Because the images are not wanted, restate every line below word for word without them.
=-=-=-=-=
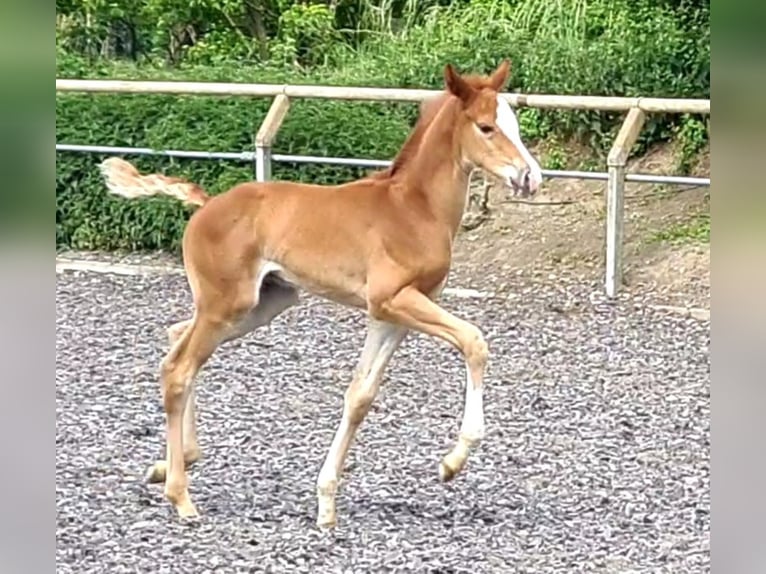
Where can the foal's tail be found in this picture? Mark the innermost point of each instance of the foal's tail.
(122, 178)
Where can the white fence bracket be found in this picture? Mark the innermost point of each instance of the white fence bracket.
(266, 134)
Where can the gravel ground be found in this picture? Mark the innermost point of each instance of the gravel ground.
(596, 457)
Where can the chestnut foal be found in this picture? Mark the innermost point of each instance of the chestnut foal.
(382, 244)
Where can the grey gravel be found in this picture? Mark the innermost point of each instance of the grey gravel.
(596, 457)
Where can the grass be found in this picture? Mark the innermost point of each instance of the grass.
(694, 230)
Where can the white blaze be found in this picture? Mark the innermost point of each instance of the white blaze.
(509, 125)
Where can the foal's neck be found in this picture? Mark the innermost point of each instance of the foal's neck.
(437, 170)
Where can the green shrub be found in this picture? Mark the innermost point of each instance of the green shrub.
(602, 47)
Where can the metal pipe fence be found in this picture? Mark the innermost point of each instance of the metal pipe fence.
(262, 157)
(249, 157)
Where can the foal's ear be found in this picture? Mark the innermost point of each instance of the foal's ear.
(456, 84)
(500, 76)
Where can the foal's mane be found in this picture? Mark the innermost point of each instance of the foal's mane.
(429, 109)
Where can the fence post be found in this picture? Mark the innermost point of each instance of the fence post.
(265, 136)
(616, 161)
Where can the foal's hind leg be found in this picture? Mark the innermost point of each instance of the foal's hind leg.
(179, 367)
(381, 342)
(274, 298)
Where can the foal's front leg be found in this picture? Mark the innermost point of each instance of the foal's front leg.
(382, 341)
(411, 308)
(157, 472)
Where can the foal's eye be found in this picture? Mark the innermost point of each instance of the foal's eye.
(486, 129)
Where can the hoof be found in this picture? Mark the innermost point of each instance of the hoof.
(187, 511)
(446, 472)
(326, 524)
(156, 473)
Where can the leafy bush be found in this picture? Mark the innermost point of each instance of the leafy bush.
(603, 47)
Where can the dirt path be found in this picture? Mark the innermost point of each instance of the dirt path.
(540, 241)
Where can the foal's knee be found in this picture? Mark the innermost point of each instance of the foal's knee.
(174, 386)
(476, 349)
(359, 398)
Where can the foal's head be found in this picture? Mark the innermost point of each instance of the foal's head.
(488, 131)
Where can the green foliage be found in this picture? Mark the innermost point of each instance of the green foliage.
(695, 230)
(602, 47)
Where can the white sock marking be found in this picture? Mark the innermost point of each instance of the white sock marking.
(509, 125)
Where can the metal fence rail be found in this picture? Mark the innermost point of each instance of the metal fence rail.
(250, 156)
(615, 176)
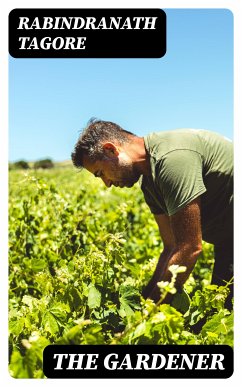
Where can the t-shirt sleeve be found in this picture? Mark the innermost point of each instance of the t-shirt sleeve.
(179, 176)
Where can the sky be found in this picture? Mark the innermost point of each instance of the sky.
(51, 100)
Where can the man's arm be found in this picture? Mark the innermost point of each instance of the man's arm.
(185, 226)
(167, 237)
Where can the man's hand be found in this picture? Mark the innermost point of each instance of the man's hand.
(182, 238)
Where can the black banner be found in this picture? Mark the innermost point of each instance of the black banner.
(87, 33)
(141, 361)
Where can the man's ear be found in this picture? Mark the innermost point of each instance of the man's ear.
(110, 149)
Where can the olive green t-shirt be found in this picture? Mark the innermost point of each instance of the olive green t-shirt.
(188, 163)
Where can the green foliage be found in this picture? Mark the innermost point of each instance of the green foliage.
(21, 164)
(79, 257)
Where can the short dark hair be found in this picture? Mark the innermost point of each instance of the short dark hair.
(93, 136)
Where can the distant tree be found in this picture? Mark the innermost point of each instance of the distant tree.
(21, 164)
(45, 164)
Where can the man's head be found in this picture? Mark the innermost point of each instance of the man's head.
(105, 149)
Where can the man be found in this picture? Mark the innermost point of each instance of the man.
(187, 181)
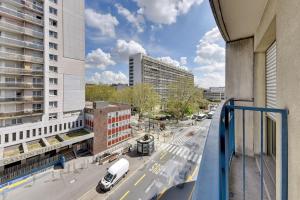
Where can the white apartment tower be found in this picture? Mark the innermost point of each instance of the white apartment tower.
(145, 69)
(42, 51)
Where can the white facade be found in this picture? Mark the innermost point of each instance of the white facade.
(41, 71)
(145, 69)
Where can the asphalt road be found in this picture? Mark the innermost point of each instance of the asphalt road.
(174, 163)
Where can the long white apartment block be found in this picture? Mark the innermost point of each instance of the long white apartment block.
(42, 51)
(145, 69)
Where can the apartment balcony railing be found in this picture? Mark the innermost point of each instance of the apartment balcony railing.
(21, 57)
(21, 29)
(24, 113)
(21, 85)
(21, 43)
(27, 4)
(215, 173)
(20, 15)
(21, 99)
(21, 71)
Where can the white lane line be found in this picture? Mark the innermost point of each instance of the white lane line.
=-=-=-=-=
### ANSWER FOR THE TASK
Where can the foal's tail be found in this picture? Mark the innermost point of each instance of the foal's tail.
(122, 178)
Where can the white fence bracket be found in this picture? Mark the innermost point of each instance of the white fence bracket.
(266, 134)
Where can the gravel ground be found in this picture? Mark the innermost point of each instance of the gravel ground.
(596, 457)
Where can the chestnut foal be found in this picture? Mark the innermost point of each instance of the chestnut foal.
(382, 244)
Where can the grey gravel be found in this picture? Mark the innermost point of each instance of the grey gravel.
(596, 457)
Where can the grass be found in this picture? Mark the innermost point of each instance of the grass.
(694, 230)
Where can the white blaze be found in this picture? Mark the innermost point of each instance of the white blaze.
(509, 125)
Where can the foal's neck be found in this picture? Mark the innermost point of each instance of the foal's neck.
(437, 170)
Where can the green shrub be found in this picture? Mark the innermost point of each instance of the green shrub.
(602, 47)
Where can the metal pipe fence be found in this picture? Mark the innermost point of each instance of the metal pipe fence.
(262, 157)
(249, 157)
Where can the foal's ear be found in this picture? Mark the innermost point of each instance of the foal's ear.
(456, 84)
(500, 76)
Where can the foal's mane be found in this picture? Mark the innermost point of each instance of the foal's mane.
(429, 109)
Where can the fence post be found in this picture? Mark the innermost point of each instance of the fence post.
(265, 136)
(616, 161)
Where can the foal's hind leg be found in this picture? Mark the innermost point of each instance of the foal's hind leg.
(179, 367)
(381, 342)
(274, 298)
Where can the foal's front leg be found in this picture? Mark the innermost point of each instance of the foal's front leg.
(382, 341)
(411, 308)
(157, 472)
Where can the foal's eye be found in this picture? Mark the innermost point of each instance of the foal's eye.
(486, 129)
Where can the hoof be found in this picture? Mark the innermost point of each instance of the hoof.
(187, 511)
(446, 472)
(326, 524)
(156, 473)
Where can the leafy bush be found in this picture? Mark the innermost point of each instance of the leafy bush.
(603, 47)
Where can the dirt path be found in this picture? Mark the innermost point of each instance of the dirt path.
(540, 241)
Where can the foal's knee be found in this picture? Mark the innermost point of each instance of the foal's knee.
(174, 386)
(476, 349)
(359, 398)
Where can the foal's head be found in this picture? Mark the innermost point of each instance of the foal's head.
(488, 131)
Where can the green foliage be found in this picture? Mark the innermost point of each instance of the green foliage.
(695, 230)
(602, 47)
Where can the white sock marking be found in this picture? Mark the innermost point of each instance of the white sock marking.
(509, 125)
Where can the metal fence rail be found in this picture? Mark the innermost point of each instance of the metal fence rail.
(250, 156)
(615, 176)
Where can the t-shirt sleeve be found in this picture? Mark the innermost point of each instance of the t-shirt sleeve.
(179, 176)
Where can the sky be found in this picture? Mark the innermost point of each instance of the sky.
(51, 100)
Where can the man's arm be found in this picture? Mark the innermost point of each instance of the man's arm.
(185, 226)
(167, 237)
Where can the man's hand be found in this picture? Mark the innermost point of each instance of the man's hand.
(182, 238)
Where can the black banner be found in this picture? Mark the innermost point of each instance of the black banner.
(87, 33)
(141, 361)
Where can the man's ear be found in this picture? Mark the innermost point of each instance of the man's ear.
(110, 149)
Where can the olive green t-shirt be found in this picture? Mark the innermost point of each instance of the olive green t-shirt.
(188, 163)
Where can the green foliage be found in this picture? Mark the innermost point of each instance of the green foliage.
(21, 164)
(79, 257)
Where can the short dark hair be found in this picture? Mark the innermost point of each instance of the short dark hair.
(93, 136)
Where can the distant tree be found in this picture? Mark the innermost point of each instance of the distant tree.
(21, 164)
(45, 164)
Where can the man's head be found in this picture? Mark the innermost point of each instance of the man's head.
(105, 149)
Where can the man be found in this picture? Mark the innermost point of each instance of the man.
(187, 181)
Where can the white apartment tower be found in this picture? Mark the innermost point of each instance of the white apartment tower.
(145, 69)
(42, 51)
Where can the white facade be found in this picture? Mark the innermost point of each instance of the white facade.
(41, 71)
(145, 69)
Where can the asphalt road be found in this picture? Mark the innermost point of each instance of the asphalt road.
(174, 163)
Where can the long white apartment block be found in this picture? Mark the innermost point of each instance of the long white apartment block.
(42, 51)
(145, 69)
Where can the apartment balcony railing be found in this picture? Mark the innermost point of each instance of the apartment balcony railing.
(21, 57)
(21, 29)
(24, 113)
(21, 85)
(21, 43)
(27, 4)
(215, 173)
(20, 15)
(21, 99)
(21, 71)
Where can the white lane line be found in this picture? Mark the innermost point of each instance of the white lane line.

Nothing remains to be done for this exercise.